* **What is being asked**:
Copy out the items from the line with "Task: set one pin on each instance of the pearl" through the end of the items, swapping "open mouth" for "parted lips" and keeping everything else unchanged.

* **Task input**:

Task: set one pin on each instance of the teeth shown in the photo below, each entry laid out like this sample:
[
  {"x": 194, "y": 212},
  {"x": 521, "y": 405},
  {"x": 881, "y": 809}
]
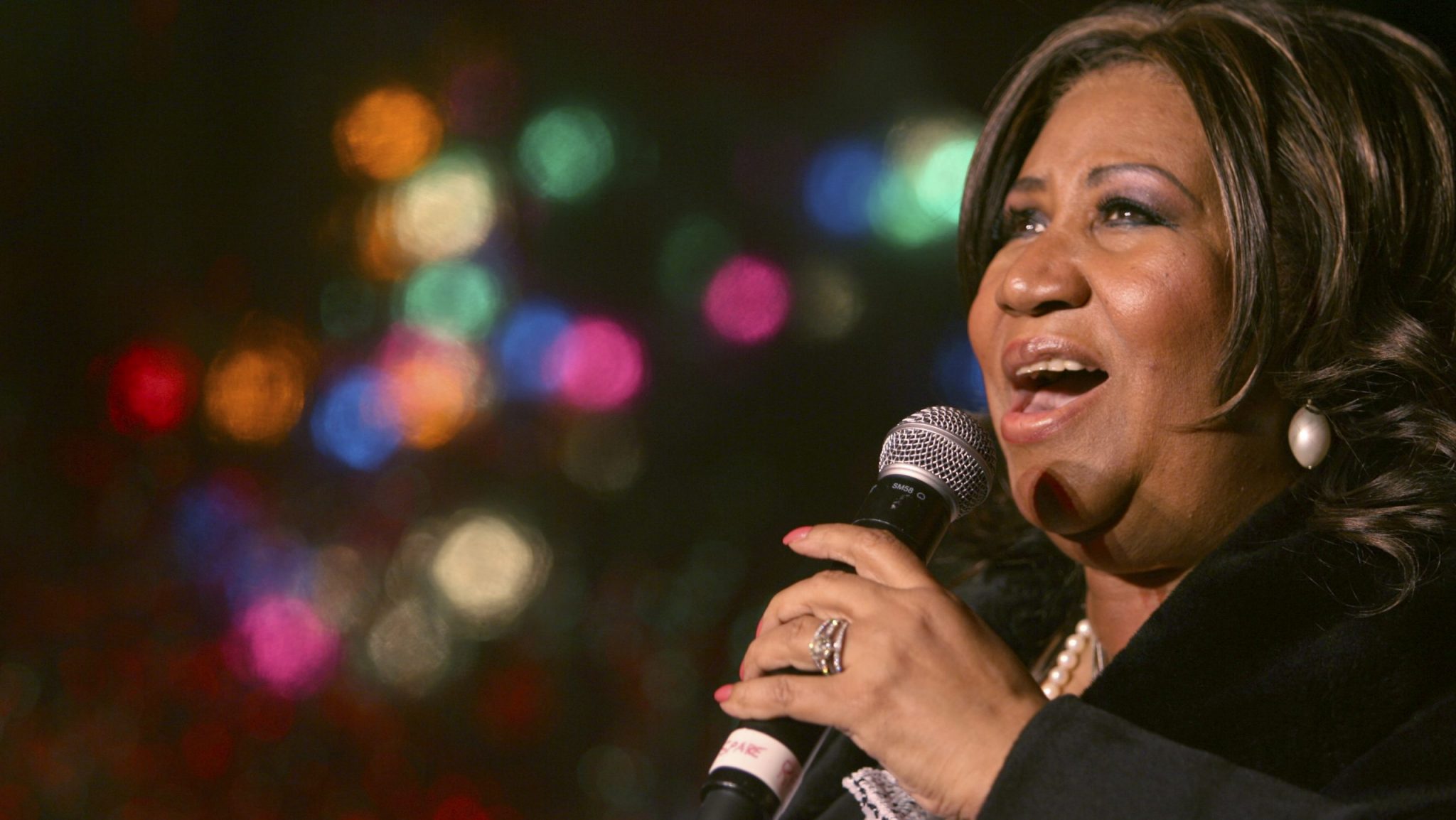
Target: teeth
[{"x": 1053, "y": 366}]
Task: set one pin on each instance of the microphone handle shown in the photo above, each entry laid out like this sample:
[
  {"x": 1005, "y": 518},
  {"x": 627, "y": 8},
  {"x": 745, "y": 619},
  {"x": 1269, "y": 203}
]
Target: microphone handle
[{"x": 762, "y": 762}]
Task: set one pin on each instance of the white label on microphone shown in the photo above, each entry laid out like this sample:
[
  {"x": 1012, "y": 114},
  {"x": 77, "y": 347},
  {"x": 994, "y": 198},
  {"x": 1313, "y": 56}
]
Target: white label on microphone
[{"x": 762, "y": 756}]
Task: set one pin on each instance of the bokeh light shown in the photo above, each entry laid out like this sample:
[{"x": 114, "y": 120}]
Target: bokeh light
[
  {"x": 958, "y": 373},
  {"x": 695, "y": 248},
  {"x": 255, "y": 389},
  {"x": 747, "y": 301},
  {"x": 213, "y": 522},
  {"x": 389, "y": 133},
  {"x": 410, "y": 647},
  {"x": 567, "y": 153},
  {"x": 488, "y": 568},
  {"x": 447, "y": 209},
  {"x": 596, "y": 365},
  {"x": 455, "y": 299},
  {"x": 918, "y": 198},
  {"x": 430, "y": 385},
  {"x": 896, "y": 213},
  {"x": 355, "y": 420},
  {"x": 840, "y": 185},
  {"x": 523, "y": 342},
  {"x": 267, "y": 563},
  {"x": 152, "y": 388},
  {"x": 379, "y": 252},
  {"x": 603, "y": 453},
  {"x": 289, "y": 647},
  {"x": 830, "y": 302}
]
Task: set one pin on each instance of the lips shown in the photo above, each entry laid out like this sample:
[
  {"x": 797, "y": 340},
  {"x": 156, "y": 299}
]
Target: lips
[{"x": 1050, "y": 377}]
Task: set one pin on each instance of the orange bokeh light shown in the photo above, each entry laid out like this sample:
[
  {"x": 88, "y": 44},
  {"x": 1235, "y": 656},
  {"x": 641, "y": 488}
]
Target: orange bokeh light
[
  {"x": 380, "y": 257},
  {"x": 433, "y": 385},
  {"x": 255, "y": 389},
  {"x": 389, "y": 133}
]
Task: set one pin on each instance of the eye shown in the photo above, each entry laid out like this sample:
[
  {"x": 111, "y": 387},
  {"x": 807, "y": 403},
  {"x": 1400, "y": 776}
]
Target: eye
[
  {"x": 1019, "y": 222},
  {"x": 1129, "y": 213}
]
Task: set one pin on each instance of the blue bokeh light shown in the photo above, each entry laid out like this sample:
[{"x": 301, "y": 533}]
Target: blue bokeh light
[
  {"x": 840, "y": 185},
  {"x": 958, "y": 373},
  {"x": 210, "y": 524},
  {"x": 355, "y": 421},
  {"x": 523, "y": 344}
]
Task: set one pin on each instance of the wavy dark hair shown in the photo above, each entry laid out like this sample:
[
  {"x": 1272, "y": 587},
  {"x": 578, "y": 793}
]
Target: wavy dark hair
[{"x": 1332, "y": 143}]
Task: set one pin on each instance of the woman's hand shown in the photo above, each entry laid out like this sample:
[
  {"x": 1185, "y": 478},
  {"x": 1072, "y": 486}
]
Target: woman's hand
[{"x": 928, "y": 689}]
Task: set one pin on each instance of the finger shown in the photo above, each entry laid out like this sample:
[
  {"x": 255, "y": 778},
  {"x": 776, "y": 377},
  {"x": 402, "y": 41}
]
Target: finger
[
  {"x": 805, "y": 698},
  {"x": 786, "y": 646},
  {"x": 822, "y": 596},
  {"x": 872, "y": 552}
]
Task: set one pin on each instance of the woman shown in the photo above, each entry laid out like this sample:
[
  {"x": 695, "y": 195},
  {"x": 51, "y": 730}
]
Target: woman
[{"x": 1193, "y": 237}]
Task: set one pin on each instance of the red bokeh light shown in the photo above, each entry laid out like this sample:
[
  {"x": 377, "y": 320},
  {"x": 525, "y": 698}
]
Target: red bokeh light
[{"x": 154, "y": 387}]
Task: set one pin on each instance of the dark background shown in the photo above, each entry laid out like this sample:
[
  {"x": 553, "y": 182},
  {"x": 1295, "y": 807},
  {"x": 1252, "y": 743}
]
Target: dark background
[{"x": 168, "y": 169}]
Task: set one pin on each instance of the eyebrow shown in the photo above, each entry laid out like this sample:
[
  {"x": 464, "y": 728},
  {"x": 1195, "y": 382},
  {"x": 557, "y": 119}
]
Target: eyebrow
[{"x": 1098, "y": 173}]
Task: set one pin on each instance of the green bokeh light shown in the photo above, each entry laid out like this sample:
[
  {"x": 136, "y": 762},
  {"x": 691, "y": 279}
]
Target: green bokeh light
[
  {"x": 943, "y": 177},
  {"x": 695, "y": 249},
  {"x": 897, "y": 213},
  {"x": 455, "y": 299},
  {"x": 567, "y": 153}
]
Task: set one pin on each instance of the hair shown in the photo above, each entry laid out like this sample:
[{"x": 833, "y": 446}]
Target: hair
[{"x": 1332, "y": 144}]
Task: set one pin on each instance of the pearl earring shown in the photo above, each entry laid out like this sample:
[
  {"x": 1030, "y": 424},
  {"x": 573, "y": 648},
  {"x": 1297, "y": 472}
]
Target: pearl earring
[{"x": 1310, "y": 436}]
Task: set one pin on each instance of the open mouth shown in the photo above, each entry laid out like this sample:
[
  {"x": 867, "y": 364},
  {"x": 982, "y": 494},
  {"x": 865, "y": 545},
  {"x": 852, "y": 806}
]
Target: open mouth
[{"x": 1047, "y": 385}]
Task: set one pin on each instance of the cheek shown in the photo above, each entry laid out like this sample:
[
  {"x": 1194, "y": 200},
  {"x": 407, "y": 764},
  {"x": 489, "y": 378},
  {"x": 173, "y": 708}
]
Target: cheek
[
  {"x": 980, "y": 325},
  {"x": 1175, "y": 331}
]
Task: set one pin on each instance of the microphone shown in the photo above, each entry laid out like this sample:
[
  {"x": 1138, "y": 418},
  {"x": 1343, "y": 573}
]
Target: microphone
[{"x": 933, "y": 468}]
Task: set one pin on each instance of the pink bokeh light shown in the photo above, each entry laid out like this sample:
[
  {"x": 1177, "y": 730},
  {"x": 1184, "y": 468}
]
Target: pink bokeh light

* **Exercise response**:
Task: set one pin on each instance of the pearl earring shown in the photo above, each entry laid out like this sample:
[
  {"x": 1030, "y": 424},
  {"x": 573, "y": 648},
  {"x": 1297, "y": 472}
]
Target: pearl earring
[{"x": 1310, "y": 436}]
Task: set one pin on each instance of the parted lips shown in the photo above, each entry laid out like this sample:
[
  {"x": 867, "y": 364},
  {"x": 982, "y": 494},
  {"x": 865, "y": 545},
  {"x": 852, "y": 806}
]
Target: parted lips
[{"x": 1047, "y": 385}]
Task: set one pin on each instance of the cheek shown in the photo above, each entry laid out like this sample:
[
  {"x": 1194, "y": 200},
  {"x": 407, "y": 764},
  {"x": 489, "y": 378},
  {"x": 173, "y": 708}
]
Target: cheek
[
  {"x": 980, "y": 325},
  {"x": 1175, "y": 331}
]
Task: set one pin on each instance of the microphone shown in the photo above, each entry laid out like this sample:
[
  {"x": 1138, "y": 418},
  {"x": 1343, "y": 573}
]
Target: microphone
[{"x": 933, "y": 468}]
Task: set one pin on each instance of the pink bokeh light shown in the photo above, each entry laid out like this sample:
[
  {"x": 1177, "y": 730},
  {"x": 1184, "y": 468}
]
Target: pink bokeh light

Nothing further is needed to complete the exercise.